Text extract:
#####

Abstract
Figure skaters graciously glide over ice and perform intricate aerobatics, speed skaters achieve incredible velocities over ice, and thousands of persons each year stumble in ice as they first try out this practice for leisure. This paper reviews the scientific concepts and laws that make ice skating possible, as well as the factors that influence performance and ice skates design.
Introduction
Ice skating, gliding along an ice surface using keel-like runners known as ice skates [1], is a sport practiced by many solely for recreational purposes, while others engage in it as an inherent part of other sports, such as figure skating, ice-hockey, bandy and others. Natural bodies of frozen water such as lakes and ponds, as well as indoor and outdoor man-prepared especial surfaces serve as ground to practice sports on ice. It is unsurprising that ice skating has become such a popular activity, after all, what is there not to enjoy about sliding on ice using special skates? Ice skating has become a symbol that represents the winter season, and some rinks are even internationally recognized for being popular holiday tourist attractions, such as the Rockefeller Center in New York City.
However, how many ice skaters stop to analyze the physics behind this activity? Is it possible that famous figure ice skaters or hockey players marvel on the science that allows them to so gracefully glide on ice while performing advanced maneuvers? Probably just a few, but this paper will analyze the engineering behind this popular sport.
How it works
The first concept that must be introduced when explaining how ice skating works is friction. Friction is defined as the force that resists the sliding or rolling of one solid object over another [2], thus effectively reducing their energy of motion; it is nearly independent on the area of contact between both solids, and it is proportional to the force pressing them together.
Ice surface friction is naturally low, given that it is covered by a thin layer of water that gives it its slippery quality. It was previously thought that the pressure created by ice skates over the surface produces a liquid film over the ice, a phenomenon known as pressure melting, a hypothesis supported by an engineer named John Joly in 1886 [3]. However, the experiments he conducted were inconclusive and this hypothesis was later debunked as it was proven that the pressure exerted by skates over ice is not nearly enough to melt it, and it is now accepted that except in temperatures near the melting point, pressure melting is not a significant factor.
An alternative was suggested to be frictional heating, which sustains that the friction created by the movement of ice skates over the ice surface produces enough heat to melt it, supported by the fact that blades leave warm tracks on the surface. However, this theory cannot explain the reason for which ice is slippery even when someone simply stands on it, therefore it was also discarded.

#####

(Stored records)
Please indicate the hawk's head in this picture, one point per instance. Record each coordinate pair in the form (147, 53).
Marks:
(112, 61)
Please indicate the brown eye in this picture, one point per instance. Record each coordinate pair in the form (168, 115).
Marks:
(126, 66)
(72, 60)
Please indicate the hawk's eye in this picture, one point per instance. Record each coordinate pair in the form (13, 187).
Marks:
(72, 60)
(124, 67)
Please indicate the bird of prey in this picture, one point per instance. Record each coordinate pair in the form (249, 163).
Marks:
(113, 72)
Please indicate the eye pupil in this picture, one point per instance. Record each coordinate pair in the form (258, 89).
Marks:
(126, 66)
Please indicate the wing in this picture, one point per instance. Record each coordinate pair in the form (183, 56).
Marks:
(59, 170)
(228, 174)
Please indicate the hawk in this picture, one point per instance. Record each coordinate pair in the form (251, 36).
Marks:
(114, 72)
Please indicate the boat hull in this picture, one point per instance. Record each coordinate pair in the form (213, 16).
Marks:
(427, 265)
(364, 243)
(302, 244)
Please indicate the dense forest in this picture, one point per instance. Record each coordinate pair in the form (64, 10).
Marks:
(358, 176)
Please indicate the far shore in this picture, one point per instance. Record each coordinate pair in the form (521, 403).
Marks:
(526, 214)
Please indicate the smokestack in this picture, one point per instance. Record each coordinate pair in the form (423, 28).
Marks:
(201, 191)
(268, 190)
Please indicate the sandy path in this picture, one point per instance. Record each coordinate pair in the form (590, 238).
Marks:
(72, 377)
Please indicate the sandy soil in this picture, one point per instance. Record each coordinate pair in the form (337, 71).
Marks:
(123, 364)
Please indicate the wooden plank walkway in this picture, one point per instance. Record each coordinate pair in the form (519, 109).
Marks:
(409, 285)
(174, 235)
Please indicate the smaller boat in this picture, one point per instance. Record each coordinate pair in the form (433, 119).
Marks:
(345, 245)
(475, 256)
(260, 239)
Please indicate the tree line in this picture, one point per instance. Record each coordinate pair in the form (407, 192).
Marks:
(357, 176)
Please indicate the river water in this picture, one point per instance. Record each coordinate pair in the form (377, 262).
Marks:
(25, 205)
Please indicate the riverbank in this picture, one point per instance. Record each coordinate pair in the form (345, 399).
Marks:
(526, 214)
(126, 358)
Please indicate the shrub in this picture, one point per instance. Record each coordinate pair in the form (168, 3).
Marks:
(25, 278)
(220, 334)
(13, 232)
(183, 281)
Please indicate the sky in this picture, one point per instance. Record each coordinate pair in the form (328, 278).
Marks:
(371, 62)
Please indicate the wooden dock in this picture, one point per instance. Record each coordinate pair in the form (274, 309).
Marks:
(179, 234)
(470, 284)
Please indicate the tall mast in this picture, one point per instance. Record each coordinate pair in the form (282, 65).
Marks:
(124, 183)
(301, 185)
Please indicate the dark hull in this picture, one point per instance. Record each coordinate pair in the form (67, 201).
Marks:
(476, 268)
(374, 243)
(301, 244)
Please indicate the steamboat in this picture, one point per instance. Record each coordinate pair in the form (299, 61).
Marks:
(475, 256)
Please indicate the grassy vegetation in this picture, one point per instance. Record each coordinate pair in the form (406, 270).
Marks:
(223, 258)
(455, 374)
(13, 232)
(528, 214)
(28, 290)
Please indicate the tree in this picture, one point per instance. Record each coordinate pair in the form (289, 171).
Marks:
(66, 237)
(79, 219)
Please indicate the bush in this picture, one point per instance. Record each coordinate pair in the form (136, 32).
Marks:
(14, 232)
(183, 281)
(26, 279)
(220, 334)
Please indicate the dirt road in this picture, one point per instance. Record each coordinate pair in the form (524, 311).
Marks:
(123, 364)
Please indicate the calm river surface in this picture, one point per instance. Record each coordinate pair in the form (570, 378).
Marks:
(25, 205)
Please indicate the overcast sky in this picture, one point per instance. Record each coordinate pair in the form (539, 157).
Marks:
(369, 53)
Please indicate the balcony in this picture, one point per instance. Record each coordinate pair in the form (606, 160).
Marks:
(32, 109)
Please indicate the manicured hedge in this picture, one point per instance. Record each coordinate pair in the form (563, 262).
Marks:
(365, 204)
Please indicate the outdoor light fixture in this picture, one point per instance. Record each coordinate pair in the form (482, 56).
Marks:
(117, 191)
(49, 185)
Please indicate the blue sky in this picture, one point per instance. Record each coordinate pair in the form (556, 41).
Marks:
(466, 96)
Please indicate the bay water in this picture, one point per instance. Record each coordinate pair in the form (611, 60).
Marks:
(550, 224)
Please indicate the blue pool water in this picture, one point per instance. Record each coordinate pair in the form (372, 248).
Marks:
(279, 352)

#####

What is expected:
Pick up the ice skating text after its final sentence and keep writing it. The listing has no connection to the ice skating text.

Written answer:
So, how is it that a liquid layer exists over ice even in temperatures below zero? Experiments conducted by Michael Faraday in 1850, regarding the freezing together of two ice cubes when they come into contact, a phenomenon known as regelation, were the first concrete steps towards answering this question, but were ignored by the scientific community for over a century [4]. Eventually, further investigations on the subject were conducted and concluded that “in most crystalline materials each surface molecule has an identical binding energy, while in the surface of ice, molecules are bound by different forces” [5], therefore atoms in the surface of ice can move freely and the interaction among them generates a thin liquid film over the ice.
This thin layer of water over the ice is what allows for skaters to glide over it so effortlessly, as the friction between the blades and the ice is nearly zero and skaters can impulse themselves forward by pushing down their weight with one leg, which exerts a perpendicular force from the ice, and using the other leg to glide forward by taking advantage of this force. This movement is repeated alternating legs. A diagram that illustrates the basics of ice skating is presented in Figure 1. When angle α is increased, the skater can push the ice with greater force, thus increasing acceleration and skating faster [6]. The maximum speed that a skater can achieve is directly proportional to the speed with which he can move his feet, as skating speed is determined by the relative velocity of his feet to the ice.
Figure 1. - Basic Ice Skating Motion
The existence of this force is explained by Newton’s Third Law, which states that for every action there is an equal and opposite reaction [7], which is the reason why when skaters push off the ice with their blades, they apply a force to the surface which in response creates an equal but opposite force that propels the skater and allows him to glide or jump.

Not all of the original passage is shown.